** START **
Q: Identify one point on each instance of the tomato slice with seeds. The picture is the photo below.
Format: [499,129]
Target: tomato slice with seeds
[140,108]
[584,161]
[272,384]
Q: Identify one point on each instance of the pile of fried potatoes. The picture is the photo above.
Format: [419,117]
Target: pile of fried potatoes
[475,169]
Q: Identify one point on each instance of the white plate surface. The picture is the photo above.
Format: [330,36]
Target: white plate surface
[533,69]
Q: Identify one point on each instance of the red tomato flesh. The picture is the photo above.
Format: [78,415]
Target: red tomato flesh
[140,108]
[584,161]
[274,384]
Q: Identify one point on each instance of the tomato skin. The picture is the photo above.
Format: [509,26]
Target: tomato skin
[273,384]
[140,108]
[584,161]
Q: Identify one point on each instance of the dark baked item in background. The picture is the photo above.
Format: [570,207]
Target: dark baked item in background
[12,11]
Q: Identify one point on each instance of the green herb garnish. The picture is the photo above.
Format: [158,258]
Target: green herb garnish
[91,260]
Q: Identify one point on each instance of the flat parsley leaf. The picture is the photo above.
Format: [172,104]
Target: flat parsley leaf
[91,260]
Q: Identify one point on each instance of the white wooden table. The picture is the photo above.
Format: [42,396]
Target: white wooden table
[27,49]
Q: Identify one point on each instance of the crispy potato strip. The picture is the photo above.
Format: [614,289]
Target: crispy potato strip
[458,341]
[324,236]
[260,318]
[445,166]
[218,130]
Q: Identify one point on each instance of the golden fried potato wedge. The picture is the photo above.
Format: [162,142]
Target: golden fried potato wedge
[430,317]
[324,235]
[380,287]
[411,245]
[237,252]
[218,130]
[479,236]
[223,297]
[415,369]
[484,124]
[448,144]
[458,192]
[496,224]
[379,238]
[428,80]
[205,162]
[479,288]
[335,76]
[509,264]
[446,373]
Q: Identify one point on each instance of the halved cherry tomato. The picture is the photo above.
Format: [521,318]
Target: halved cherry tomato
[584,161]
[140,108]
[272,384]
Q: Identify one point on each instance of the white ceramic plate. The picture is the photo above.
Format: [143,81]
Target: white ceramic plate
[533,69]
** END **
- _What you should do_
Arrange every line of the listing above as a Markdown table with the columns "No." and "Line", one row per line, numbered in order and skipping blank lines.

- _Answer to the task_
| No. | Line |
|---|---|
| 1 | Q: Identify one point on each instance of the tomato slice with seeds. The picture is the photo below. |
| 2 | Format: [499,129] |
| 3 | Target: tomato slice with seeds |
| 4 | [140,108] |
| 5 | [584,161] |
| 6 | [272,384] |
| 7 | Q: Identify one point on each instance of the pile of fried potatoes. The picture is the photo above. |
| 8 | Format: [419,117] |
| 9 | Target: pile of fried potatoes |
| 10 | [475,169] |
| 11 | Q: Identify one point on each instance of the white plate surface. The picture is the photo above. |
| 12 | Format: [330,36] |
| 13 | Target: white plate surface |
| 14 | [533,69] |
| 15 | Q: Identify one point on each instance of the red tomato flesh. The picture is the photo above. |
| 16 | Format: [78,415] |
| 17 | Target: red tomato flesh |
| 18 | [140,108] |
| 19 | [584,161] |
| 20 | [274,384] |
| 21 | Q: Identify one point on each instance of the tomato skin. The picture is the photo above. |
| 22 | Format: [509,26] |
| 23 | Target: tomato skin |
| 24 | [273,384] |
| 25 | [140,108] |
| 26 | [584,161] |
| 27 | Q: Identify one point on each instance of the dark baked item in background. The picture is the photo above. |
| 28 | Format: [570,207] |
| 29 | Target: dark baked item in background |
| 30 | [12,11] |
| 31 | Q: Identify one point on each instance of the green herb garnish. The picture is the photo above. |
| 32 | Format: [158,258] |
| 33 | Target: green herb garnish |
| 34 | [91,260] |
| 35 | Q: Identify one point on each instance of the flat parsley leaf. The picture is the photo above. |
| 36 | Format: [172,104] |
| 37 | Target: flat parsley leaf |
| 38 | [91,260] |
| 39 | Q: Identify one point on each instance of the white wooden table. The picture is the photo above. |
| 40 | Format: [42,396] |
| 41 | Target: white wooden table |
| 42 | [27,49] |
| 43 | Q: Identify one point on each instance of the crispy potato strip. The picture is the photo above. |
| 44 | Format: [614,289] |
| 45 | Target: crispy potato strip |
| 46 | [458,341] |
| 47 | [324,236] |
| 48 | [260,318] |
| 49 | [445,166] |
| 50 | [218,130] |
| 51 | Q: Identify one point on each instance of the golden fried potato wedge. The picture is the photo above. |
| 52 | Format: [162,142] |
| 53 | Target: golden fried potato wedge |
| 54 | [430,317] |
| 55 | [324,235] |
| 56 | [380,287] |
| 57 | [411,245] |
| 58 | [237,252] |
| 59 | [218,130] |
| 60 | [479,236] |
| 61 | [223,297] |
| 62 | [415,369] |
| 63 | [484,124] |
| 64 | [448,144] |
| 65 | [458,192] |
| 66 | [496,224] |
| 67 | [379,238] |
| 68 | [428,80] |
| 69 | [205,162] |
| 70 | [479,288] |
| 71 | [335,76] |
| 72 | [509,264] |
| 73 | [446,373] |
| 74 | Q: Identify one point on each instance of the halved cherry tomato. The picture is the photo above. |
| 75 | Format: [521,318] |
| 76 | Target: halved cherry tomato |
| 77 | [584,161] |
| 78 | [140,108] |
| 79 | [272,384] |
| 80 | Q: Identify one point on each instance of the white ceramic plate. The picture is the photo above. |
| 81 | Format: [143,81] |
| 82 | Target: white ceramic plate |
| 83 | [533,69] |